Task requirements: From the text on where Alice Through the Looking Glass was filmed, reproduce the portion starting at "The BBC was" and ending at "on the outside.", substituting "mist" for "fog".

Document excerpt:

While most fans of Alice Through the Looking Glass are probably goggling at the fantastical world of Underland, that's not the only setting worthy of attention. The movie begins with Alice out in the real world, serving as a ship's captain, then a "hysteria" patient, in Victorian London, leaving fans wondering where Alice Through The Looking Glass was filmed. While the Underland scenes were, of course, filmed in a studio, the "real world" at the beginning of the movie was actually real.

The BBC was on scene at the Gloucester Docks, which were turned into London for a day back in 2014, with the help of four tall ships: the Excelsior, Irene, Kathleen & May, and Earl of Pembroke. Filmmakers also used fog. So, so much fog. The historic location was easy to transform; the docks have been in operation since the early 1800s, and the original warehouses still stand there today, although they're now home to a museum, an antiques shop, and various cafés. The buildings reportedly needed very little disguising, as they're not littered with satellite dishes, antennas, and other modern trappings that would have given them away as a 2016 shopping plaza. Not much has visibly changed at the docks in the last 200 years, at least not on the outside.

This isn't Gloucester's first foray into film, either. The 2006 film Amazing Grace was also shot at the docks, and the Gloucester Cathedral, built at the end of the 14th century, stood in for various corridors and bathrooms at Hogwarts School of Witchcraft and Wizardry in three separate Harry Potter films (Harry Potter and the Sorcerer's Stone, Harry Potter and the Chamber of Secrets, and Harry Potter and the Half-Blood Prince). British television shows such as Sherlock and Dr. Who have also filmed in the area.

Additional scenes were reportedly shot at Horsley Park in Surrey, a Victorian mansion built in 1834 that's now home to a hotel and event venue. Interestingly enough, it was actually a very appropriate place to film: author Lewis Carroll purchased a home for his unmarried sisters in the nearby town of Guildford three years after publishing Alice’s Adventures in Wonderland, and often visited the home, called The Chestnuts. In fact, Carroll died there in 1898, according to the BBC. It was during an 1871 visit to The Chestnuts that Carroll wrote Through the Looking-Glass, and What Alice Found There. Now, over 140 years later, the story's come home.

Stored items:

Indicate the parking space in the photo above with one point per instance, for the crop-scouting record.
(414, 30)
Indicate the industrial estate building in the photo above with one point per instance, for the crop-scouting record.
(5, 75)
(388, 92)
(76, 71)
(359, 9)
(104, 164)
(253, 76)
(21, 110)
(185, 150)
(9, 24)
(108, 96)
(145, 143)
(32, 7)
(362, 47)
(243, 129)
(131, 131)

Response:
The BBC was on scene at the Gloucester Docks, which were turned into London for a day back in 2014, with the help of four tall ships: the Excelsior, Irene, Kathleen & May, and Earl of Pembroke. Filmmakers also used mist. So, so much mist. The historic location was easy to transform; the docks have been in operation since the early 1800s, and the original warehouses still stand there today, although they're now home to a museum, an antiques shop, and various cafés. The buildings reportedly needed very little disguising, as they're not littered with satellite dishes, antennas, and other modern trappings that would have given them away as a 2016 shopping plaza. Not much has visibly changed at the docks in the last 200 years, at least not on the outside.